╭──

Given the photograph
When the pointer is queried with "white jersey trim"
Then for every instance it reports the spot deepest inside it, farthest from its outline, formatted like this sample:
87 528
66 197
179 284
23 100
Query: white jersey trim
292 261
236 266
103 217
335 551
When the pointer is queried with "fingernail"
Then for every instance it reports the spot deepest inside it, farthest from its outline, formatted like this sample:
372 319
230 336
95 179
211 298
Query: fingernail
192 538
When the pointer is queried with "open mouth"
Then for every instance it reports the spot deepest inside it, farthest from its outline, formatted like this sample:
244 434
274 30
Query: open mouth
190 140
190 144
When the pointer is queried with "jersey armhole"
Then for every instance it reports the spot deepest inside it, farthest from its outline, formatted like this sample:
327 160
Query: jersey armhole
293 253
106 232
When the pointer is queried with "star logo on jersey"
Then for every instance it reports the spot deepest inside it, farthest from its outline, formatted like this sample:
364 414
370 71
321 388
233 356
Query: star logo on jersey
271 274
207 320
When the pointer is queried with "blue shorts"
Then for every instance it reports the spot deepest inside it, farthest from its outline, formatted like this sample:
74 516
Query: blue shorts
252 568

╰──
╭──

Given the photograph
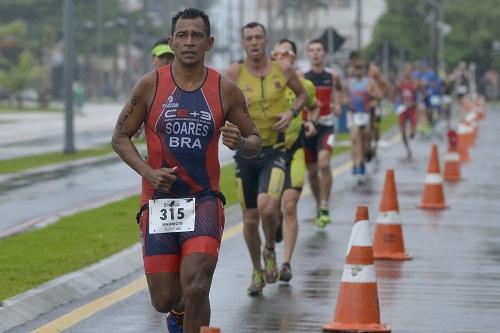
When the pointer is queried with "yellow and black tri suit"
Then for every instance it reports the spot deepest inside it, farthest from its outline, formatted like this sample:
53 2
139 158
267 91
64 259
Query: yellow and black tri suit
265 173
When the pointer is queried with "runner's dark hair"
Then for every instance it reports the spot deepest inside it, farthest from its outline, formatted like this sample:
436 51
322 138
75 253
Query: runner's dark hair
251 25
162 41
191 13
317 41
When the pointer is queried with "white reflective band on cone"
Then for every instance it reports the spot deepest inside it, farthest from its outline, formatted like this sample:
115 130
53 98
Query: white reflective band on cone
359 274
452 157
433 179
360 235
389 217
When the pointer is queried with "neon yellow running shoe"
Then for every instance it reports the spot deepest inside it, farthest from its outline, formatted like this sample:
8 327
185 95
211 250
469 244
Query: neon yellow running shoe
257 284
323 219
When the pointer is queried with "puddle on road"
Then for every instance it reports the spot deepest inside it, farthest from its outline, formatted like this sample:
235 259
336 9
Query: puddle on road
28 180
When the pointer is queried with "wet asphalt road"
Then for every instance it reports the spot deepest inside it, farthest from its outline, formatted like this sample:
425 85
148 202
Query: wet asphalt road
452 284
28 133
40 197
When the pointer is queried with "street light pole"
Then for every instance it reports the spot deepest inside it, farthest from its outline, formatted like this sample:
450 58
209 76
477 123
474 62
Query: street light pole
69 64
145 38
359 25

╰──

- **Instructions to follow**
Report each line in the items above that contains the word "blue". Case counts.

- **Completed exercise**
When the pointer is queried with "blue shorts"
Query: blue shorts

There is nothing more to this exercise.